DO THIS: Copy all of the records below verbatim.

GIVEN DATA:
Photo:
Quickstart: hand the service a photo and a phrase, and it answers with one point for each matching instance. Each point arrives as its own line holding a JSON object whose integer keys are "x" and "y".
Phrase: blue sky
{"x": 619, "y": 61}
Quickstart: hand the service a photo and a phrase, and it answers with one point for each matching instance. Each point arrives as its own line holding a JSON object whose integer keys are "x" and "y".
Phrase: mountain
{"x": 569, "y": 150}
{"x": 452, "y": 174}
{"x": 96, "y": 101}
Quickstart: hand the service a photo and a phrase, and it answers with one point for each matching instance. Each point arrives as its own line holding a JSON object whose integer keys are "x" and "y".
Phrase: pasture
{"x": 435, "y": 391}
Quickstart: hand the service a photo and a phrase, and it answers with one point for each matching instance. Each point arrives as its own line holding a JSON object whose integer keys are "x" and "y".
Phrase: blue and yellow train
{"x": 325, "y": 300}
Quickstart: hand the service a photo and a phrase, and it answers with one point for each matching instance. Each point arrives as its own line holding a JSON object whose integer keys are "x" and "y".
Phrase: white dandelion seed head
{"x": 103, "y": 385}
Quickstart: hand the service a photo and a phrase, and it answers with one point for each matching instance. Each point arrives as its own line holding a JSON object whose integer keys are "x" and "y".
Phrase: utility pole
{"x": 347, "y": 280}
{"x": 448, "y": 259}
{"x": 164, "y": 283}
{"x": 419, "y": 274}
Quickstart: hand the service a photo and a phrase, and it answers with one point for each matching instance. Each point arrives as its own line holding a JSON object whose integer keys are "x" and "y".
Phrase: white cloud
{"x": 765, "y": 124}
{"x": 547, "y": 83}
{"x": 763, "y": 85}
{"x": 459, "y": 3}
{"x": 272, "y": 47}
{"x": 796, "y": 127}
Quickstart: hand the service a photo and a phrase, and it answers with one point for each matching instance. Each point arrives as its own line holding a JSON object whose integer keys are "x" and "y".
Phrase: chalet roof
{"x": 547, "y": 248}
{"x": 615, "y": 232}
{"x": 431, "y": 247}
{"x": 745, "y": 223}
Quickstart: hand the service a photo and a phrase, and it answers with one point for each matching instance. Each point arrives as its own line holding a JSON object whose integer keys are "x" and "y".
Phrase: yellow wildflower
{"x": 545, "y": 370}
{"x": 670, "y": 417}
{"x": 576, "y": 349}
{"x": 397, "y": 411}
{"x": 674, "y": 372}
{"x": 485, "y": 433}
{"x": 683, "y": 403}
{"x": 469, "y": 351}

EXERCISE OUTPUT:
Photo:
Quickstart: hand the service a photo and a phrase, and it answers with one point for each matching instance. Each point arrives as its own line holding a JSON object whose integer keys are "x" and "y".
Phrase: blue sky
{"x": 619, "y": 61}
Quickstart: hand the service a photo and a phrase, and it answers with one point for each matching instance. Each point arrives as its own line holding a JSON object whose integer keys are "x" and "y".
Phrase: mountain
{"x": 569, "y": 150}
{"x": 452, "y": 174}
{"x": 96, "y": 101}
Quickstart: hand the service a photo and a phrase, and it answers with one point for each matching instance. Each point arrives as its own line holding a JSON object whose integer keys are "x" and "y".
Phrase: pasture
{"x": 435, "y": 391}
Quickstart: hand the service a photo and a phrase, and it answers with one point for each matching instance. Each point arrives as its own line holding a JSON object whose integer keys are "x" and "y".
Phrase: blue and yellow train
{"x": 325, "y": 300}
Quickstart: hand the service a photo and a phrase, and it answers with one point for each matching instance. Each point arrives as its own line holding a JSON object whose integer keys are "x" and "y".
Phrase: white dandelion seed head
{"x": 103, "y": 385}
Quickstart: hand the service a photo and a phrase, and it answers with one point for each matching instance. Each point arrives as its own line holding a JSON object whose integer keys are "x" and "y".
Phrase: utility pole
{"x": 347, "y": 280}
{"x": 448, "y": 259}
{"x": 164, "y": 283}
{"x": 419, "y": 274}
Quickstart: hand the service a photo and a phrase, and it answers with one point for each matching instance. Each point arrives as its own line holding a JSON object whose integer keys are "x" and "y".
Phrase: white cloud
{"x": 765, "y": 124}
{"x": 547, "y": 83}
{"x": 763, "y": 85}
{"x": 459, "y": 3}
{"x": 272, "y": 47}
{"x": 796, "y": 127}
Quickstart: hand the service a photo and a phrase, and it answers with one point for each matching instance. Each point arrives as its own line holding a JSON object whose integer keys are "x" and "y".
Phrase: chalet roof
{"x": 547, "y": 248}
{"x": 615, "y": 232}
{"x": 431, "y": 247}
{"x": 745, "y": 223}
Quickstart: hand the service a photo and a phrase, and it answers with one point for each matching instance. Each point arrives as its own line holding a JSON object whose integer keys are "x" and "y".
Phrase: yellow wildflower
{"x": 545, "y": 370}
{"x": 670, "y": 417}
{"x": 576, "y": 349}
{"x": 397, "y": 411}
{"x": 674, "y": 372}
{"x": 485, "y": 433}
{"x": 683, "y": 403}
{"x": 469, "y": 351}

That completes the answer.